## [ФРАГМЕНТ ИНТЕРВЬЮ]
########################################

Выходить на сцену я начал, когда еще учился в университете: я занимался в театральной студии Сергея Ланцетова в Доме Перцова на Лиговке. В спектакле «Франсуа Вийон» играл двойника Вийона; интересно, что тема двойничества (когда я отражаю какого-то персонажа) проросла спустя многие годы на совершенно другом материале — в «Евгении Онегине» у Андрия Жолдака.

В то время, когда я остался без работы, мой сосед DJ Крутицкий как-то предложил: «Алекс, ты свободен завтра? К нам в клуб приезжает голландский диджей. Давай мы наденем тебе стильный кожаный плащ, и ты пройдешь по сцене?» Выступления в ночных клубах, как оказалось потом, стали мне хорошей подготовкой к театральным ролям. Ведь клуб создает из тебя образ, учит управлять ситуацией, владеть залом — его настроением, вниманием. Думаю, если бы я не научился этому в клубных залах на 20 человек, потом я не смог бы играть перед залом Театра наций, рассчитанного на 800 человек. В «Голливудских ночах» я работал с Романом Трахтенбергом, и он сказал как-то: «Алекс, посмотри, как тебя здесь любят. Как людям важно прийти сюда, чтобы только пообщаться с тобой». И я вдруг обнаружил, что он прав. Что такое быть счастливым? Встречать людей, которые делают твою линию жизни широкой дорогой.

Жолдак сказал: «Есть два человека сrazy в искусстве — я и Алекс!»

— Кто стал для вас этими людьми?
— Можно долго перечислять. Это режиссер Света Миляева, которая привела меня в Александринский театр (когда ставила чеховского «Платонова») и навсегда влюбила в сцену. Меня, кстати, до сих пор находят благодаря Александринскому театру: звонят туда, спрашивают мой номер. Помните фильм «Начало»? Героиня Инны Чуриковой приходит в актерский отдел, а ей говорят: «На вас нет заявок». Но у меня, слава Богу, есть такой театральный «агент», как Александринка.

Виталий Мельников, Света Крючкова, Владимир Бортко, Костя Лопушанский, Валера Кухарешин и многие другие, — каждый из них по-своему помог мне. Андрей Могучий, конечно. Мне очень нравится, что с ним на репетиции можно свободно сочинять. В «Circo Ambulante» Театра наций мой персонаж — начальник цеха мясокомбината, где разделывают туши быков. Маленький начальник с «гаремом» из 5 подчиненных женщин, которых он пестует. Как-то на репетиции, когда мне нужно было муштровать своих разделочниц, я вспомнил текст: «Зацепка — подъемка, / забой — обескровка, / обвалка — опалка, / мездренье — нутровка, / заделка — обрубка, / посол — обрезанье, / жиловка — жировка, / отстой — кишкованье». Андрею понравилось, он оставил это в спектакле.

Андрий Жолдак, конечно. Мне так было лестно, когда он на репетиции сказал: «Есть два человека сrazy в искусстве — я и Алекс! Других не знаю!». А почему сrazy? Как-то на репетиции он поставил мне задачу: увидеть персонажа и отпрянуть. Я отпрянул так, что вылетел из декорации вместе со стеклом и рамой. Искры из глаз! Но в искусстве только так — с полной отдачей!

########################################

Метки точек объектов
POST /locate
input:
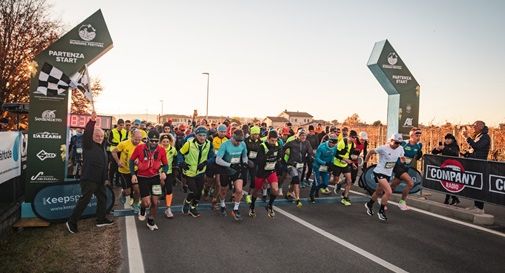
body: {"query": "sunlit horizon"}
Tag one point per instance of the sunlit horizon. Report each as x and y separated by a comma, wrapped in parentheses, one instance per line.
(302, 56)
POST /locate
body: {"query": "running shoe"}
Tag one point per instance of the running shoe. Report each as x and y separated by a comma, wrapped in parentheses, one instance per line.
(345, 201)
(168, 213)
(264, 198)
(236, 215)
(248, 199)
(142, 214)
(312, 199)
(369, 210)
(136, 207)
(185, 207)
(289, 196)
(151, 224)
(194, 212)
(252, 213)
(223, 211)
(270, 212)
(382, 215)
(403, 205)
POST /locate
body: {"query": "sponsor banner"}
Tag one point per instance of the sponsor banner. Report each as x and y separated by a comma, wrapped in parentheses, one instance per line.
(397, 80)
(10, 155)
(56, 202)
(368, 180)
(49, 98)
(476, 179)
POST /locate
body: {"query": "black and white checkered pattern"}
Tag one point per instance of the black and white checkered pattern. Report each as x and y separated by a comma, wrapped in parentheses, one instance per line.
(82, 80)
(53, 82)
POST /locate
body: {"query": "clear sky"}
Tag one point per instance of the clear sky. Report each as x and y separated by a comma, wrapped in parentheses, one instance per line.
(267, 56)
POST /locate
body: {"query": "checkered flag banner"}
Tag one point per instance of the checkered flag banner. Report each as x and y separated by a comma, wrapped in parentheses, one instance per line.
(82, 80)
(53, 82)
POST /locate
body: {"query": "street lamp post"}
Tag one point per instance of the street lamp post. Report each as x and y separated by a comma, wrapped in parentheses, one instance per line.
(207, 105)
(161, 110)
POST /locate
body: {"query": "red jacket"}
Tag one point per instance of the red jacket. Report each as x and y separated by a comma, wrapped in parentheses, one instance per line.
(149, 163)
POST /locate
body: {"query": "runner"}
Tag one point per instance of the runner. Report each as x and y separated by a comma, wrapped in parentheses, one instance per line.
(168, 143)
(116, 135)
(268, 155)
(323, 158)
(343, 164)
(233, 155)
(413, 152)
(309, 160)
(253, 143)
(196, 151)
(150, 158)
(389, 154)
(299, 149)
(125, 150)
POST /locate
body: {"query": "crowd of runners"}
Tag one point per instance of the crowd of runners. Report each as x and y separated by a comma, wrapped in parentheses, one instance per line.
(231, 162)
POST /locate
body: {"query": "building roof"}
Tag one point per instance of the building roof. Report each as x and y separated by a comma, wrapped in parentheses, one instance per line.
(277, 119)
(298, 114)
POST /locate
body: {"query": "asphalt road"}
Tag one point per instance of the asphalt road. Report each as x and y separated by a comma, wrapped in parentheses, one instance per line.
(409, 241)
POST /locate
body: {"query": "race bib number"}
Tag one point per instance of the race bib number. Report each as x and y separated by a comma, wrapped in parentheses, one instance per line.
(390, 165)
(235, 160)
(156, 189)
(323, 168)
(270, 166)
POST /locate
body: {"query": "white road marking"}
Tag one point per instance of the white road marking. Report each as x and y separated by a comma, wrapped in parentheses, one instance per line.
(135, 262)
(445, 218)
(342, 242)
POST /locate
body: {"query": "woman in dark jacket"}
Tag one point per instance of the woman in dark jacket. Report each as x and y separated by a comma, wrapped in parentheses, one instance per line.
(450, 148)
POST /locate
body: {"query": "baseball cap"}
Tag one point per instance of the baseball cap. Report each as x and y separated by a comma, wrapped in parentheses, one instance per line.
(221, 128)
(200, 130)
(255, 130)
(397, 137)
(238, 135)
(153, 134)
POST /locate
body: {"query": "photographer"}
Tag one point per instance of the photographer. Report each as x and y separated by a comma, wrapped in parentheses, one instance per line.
(450, 148)
(480, 144)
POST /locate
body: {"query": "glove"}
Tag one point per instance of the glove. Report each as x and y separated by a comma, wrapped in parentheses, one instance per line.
(184, 166)
(201, 165)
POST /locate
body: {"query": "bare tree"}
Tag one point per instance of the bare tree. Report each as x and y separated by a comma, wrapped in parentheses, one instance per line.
(26, 30)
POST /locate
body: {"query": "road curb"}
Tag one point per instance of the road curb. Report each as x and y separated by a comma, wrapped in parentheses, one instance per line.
(447, 210)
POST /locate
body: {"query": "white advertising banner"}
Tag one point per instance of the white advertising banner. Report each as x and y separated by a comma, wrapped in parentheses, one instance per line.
(10, 155)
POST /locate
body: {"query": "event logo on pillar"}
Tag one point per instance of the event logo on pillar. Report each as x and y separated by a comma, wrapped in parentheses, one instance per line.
(393, 75)
(49, 97)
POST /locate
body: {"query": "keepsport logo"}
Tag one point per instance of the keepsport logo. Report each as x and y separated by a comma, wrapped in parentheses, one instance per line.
(452, 176)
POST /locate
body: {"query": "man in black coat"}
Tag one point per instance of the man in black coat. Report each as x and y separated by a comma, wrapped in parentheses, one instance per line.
(480, 144)
(93, 178)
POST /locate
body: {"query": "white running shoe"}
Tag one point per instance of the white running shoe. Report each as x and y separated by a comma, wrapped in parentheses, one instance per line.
(403, 205)
(169, 214)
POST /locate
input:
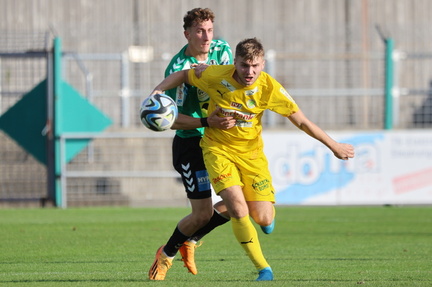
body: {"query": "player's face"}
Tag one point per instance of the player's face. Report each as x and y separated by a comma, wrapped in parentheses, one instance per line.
(199, 38)
(248, 71)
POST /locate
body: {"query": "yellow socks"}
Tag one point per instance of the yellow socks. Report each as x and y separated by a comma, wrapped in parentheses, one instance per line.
(247, 236)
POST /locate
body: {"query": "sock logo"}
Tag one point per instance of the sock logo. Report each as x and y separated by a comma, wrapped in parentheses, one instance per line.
(247, 242)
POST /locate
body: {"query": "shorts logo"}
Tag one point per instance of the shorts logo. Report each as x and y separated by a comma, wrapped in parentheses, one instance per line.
(236, 105)
(203, 180)
(221, 177)
(262, 186)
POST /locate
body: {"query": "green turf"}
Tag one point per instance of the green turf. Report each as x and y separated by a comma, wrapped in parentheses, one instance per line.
(311, 246)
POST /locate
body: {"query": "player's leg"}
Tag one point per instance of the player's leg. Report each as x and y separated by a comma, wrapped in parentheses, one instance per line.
(258, 189)
(242, 226)
(263, 213)
(188, 161)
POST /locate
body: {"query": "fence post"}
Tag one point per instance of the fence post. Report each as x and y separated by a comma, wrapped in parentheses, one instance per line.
(59, 197)
(389, 74)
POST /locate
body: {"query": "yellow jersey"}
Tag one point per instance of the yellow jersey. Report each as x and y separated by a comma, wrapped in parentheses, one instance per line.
(245, 104)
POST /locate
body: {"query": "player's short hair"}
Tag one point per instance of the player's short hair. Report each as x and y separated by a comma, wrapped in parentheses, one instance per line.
(196, 16)
(249, 49)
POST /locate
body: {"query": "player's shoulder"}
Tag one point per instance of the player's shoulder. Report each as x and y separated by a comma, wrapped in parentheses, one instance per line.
(178, 62)
(219, 45)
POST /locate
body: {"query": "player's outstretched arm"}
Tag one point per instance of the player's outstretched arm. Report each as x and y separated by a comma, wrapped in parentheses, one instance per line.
(340, 150)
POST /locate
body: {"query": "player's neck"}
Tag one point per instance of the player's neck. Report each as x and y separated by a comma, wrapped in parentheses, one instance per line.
(200, 57)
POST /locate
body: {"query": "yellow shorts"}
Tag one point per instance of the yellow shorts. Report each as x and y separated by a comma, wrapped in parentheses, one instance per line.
(249, 170)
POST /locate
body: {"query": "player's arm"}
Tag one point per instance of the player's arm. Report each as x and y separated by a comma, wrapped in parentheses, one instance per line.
(172, 81)
(184, 122)
(340, 150)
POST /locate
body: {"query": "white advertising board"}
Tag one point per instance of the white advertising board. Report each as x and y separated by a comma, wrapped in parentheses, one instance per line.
(390, 167)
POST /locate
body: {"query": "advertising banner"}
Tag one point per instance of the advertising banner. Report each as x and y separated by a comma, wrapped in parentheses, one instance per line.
(390, 167)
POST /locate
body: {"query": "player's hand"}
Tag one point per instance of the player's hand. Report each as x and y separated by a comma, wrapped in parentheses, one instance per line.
(223, 123)
(343, 151)
(199, 68)
(155, 92)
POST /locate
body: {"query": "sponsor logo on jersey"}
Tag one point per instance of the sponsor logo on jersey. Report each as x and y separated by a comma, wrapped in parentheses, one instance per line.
(250, 104)
(238, 114)
(283, 91)
(227, 85)
(202, 96)
(261, 185)
(236, 105)
(251, 92)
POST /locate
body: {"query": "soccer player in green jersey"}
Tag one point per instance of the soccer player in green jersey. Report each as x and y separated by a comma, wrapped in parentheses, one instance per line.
(234, 158)
(187, 154)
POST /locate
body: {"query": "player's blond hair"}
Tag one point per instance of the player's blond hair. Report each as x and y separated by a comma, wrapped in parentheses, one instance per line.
(196, 16)
(249, 49)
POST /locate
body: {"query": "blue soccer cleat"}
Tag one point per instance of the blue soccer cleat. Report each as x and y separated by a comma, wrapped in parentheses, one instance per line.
(265, 274)
(269, 228)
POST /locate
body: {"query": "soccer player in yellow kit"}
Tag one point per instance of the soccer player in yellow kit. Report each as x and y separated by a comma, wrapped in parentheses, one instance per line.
(234, 157)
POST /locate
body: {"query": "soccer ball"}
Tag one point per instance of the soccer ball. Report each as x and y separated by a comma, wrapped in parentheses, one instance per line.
(158, 112)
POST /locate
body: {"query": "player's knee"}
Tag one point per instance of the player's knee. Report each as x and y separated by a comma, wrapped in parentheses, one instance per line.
(262, 219)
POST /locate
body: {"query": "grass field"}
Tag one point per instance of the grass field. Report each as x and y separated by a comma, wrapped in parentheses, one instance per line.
(311, 246)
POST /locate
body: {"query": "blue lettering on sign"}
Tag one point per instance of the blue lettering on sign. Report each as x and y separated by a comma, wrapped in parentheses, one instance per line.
(317, 171)
(203, 180)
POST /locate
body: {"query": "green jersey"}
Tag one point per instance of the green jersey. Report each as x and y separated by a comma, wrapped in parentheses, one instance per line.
(190, 100)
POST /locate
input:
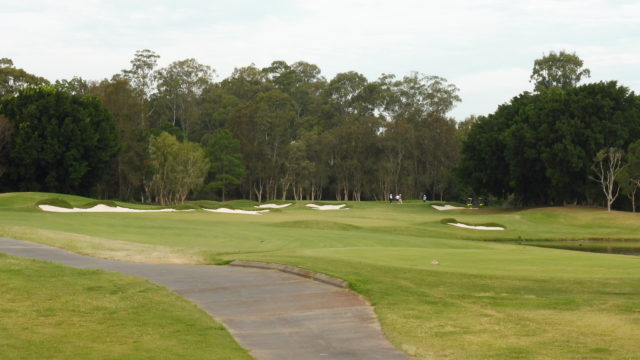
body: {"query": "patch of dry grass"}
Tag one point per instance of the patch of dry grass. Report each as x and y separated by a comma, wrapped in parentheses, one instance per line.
(104, 248)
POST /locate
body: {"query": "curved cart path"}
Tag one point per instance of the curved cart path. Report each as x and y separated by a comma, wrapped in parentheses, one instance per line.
(272, 314)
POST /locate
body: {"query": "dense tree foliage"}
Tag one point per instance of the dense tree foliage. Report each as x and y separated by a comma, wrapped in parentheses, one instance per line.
(286, 132)
(60, 143)
(541, 147)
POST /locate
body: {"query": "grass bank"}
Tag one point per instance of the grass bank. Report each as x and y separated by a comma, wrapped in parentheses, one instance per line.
(56, 312)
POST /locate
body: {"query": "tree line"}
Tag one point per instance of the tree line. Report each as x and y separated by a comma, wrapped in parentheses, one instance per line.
(282, 131)
(562, 144)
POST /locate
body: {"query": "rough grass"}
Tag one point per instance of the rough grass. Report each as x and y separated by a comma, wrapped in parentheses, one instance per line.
(485, 299)
(447, 221)
(55, 202)
(55, 312)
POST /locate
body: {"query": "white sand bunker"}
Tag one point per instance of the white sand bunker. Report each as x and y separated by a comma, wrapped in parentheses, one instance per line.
(477, 227)
(447, 207)
(102, 208)
(271, 206)
(233, 211)
(327, 207)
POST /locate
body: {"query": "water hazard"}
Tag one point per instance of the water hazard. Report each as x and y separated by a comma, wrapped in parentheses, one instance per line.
(620, 247)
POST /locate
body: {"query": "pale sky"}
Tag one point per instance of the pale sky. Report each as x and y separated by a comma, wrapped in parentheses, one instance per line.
(486, 48)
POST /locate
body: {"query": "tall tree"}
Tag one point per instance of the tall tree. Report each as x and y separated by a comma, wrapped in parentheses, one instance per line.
(13, 79)
(607, 168)
(629, 177)
(540, 147)
(62, 143)
(143, 78)
(561, 69)
(120, 99)
(176, 168)
(227, 165)
(179, 86)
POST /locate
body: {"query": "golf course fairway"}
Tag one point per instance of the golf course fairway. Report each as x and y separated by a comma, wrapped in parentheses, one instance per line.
(440, 292)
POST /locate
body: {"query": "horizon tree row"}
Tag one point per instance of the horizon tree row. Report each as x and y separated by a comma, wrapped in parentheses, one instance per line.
(283, 131)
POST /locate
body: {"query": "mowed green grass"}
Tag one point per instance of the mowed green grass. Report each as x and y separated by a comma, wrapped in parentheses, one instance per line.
(485, 299)
(50, 311)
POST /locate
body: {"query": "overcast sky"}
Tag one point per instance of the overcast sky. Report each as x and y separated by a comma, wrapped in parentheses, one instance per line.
(486, 48)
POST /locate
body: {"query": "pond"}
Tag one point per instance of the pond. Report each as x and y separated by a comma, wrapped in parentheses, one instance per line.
(621, 247)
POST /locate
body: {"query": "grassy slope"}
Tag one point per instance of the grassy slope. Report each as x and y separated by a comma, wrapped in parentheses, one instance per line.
(485, 299)
(55, 312)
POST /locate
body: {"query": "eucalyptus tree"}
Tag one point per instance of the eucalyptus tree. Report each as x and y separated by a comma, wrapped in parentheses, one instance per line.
(142, 77)
(120, 98)
(179, 85)
(61, 142)
(561, 69)
(176, 168)
(608, 164)
(13, 79)
(421, 103)
(227, 164)
(629, 177)
(540, 147)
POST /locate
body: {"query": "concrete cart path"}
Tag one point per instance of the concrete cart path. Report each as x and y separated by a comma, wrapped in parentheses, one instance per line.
(276, 316)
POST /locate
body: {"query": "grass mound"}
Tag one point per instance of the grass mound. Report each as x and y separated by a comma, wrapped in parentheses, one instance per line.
(94, 203)
(55, 202)
(233, 204)
(317, 225)
(51, 311)
(186, 207)
(447, 221)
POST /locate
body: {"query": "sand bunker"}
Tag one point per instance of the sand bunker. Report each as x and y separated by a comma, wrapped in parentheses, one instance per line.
(232, 211)
(271, 206)
(327, 207)
(477, 227)
(102, 208)
(447, 207)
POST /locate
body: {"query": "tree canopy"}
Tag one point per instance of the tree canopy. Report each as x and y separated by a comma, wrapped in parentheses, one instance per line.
(540, 147)
(561, 69)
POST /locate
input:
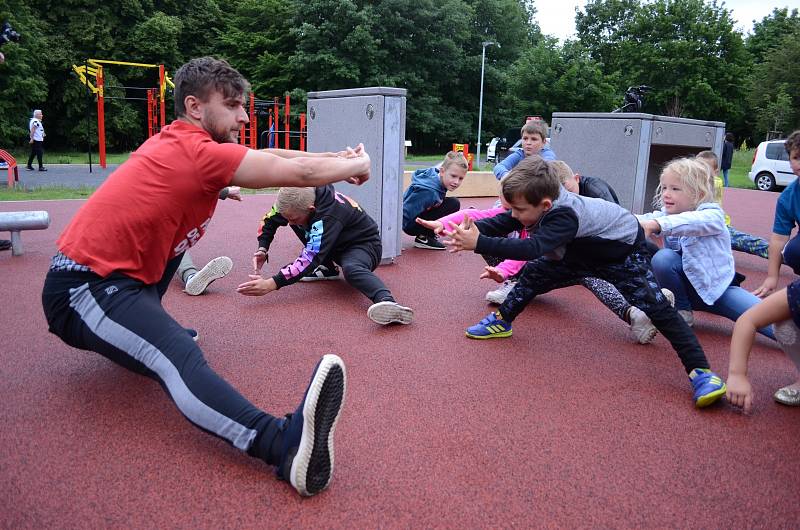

########################################

## [ЗАДАНИЯ]
[a] Перечислите всех людей, названных в абзаце фрагмента интервью, который начинается словами «Виталий Мельников, Света Крючкова».
[b] Сколько человек вмещает зал Театра наций согласно фрагменту интервью?
[c] Кратко перескажите абзац фрагмента интервью, начинающийся словами «В то время, когда я остался без работы», сохранив его основные факты.

## [ОТВЕТЫ]
[a] Виталий Мельников, Света Крючкова, Владимир Бортко, Костя Лопушанский, Валера Кухарешин, Андрей Могучий.

[b] Зал Театра наций рассчитан на 800 человек.

[c] Когда я остался без работы, сосед DJ Крутицкий позвал меня пройти в кожаном плаще по сцене клуба, куда приезжал голландский диджей. Выступления в ночных клубах подготовили меня к театральным ролям. Клуб научил создавать образ и владеть залом, его настроением и вниманием. Без опыта в клубных залах на 20 человек я не смог бы играть перед залом Театра наций на 800 человек. В «Голливудских ночах» Роман Трахтенберг заметил, как меня там любят, и я понял, что он прав. Быть счастливым значит встречать людей, которые делают линию жизни широкой дорогой.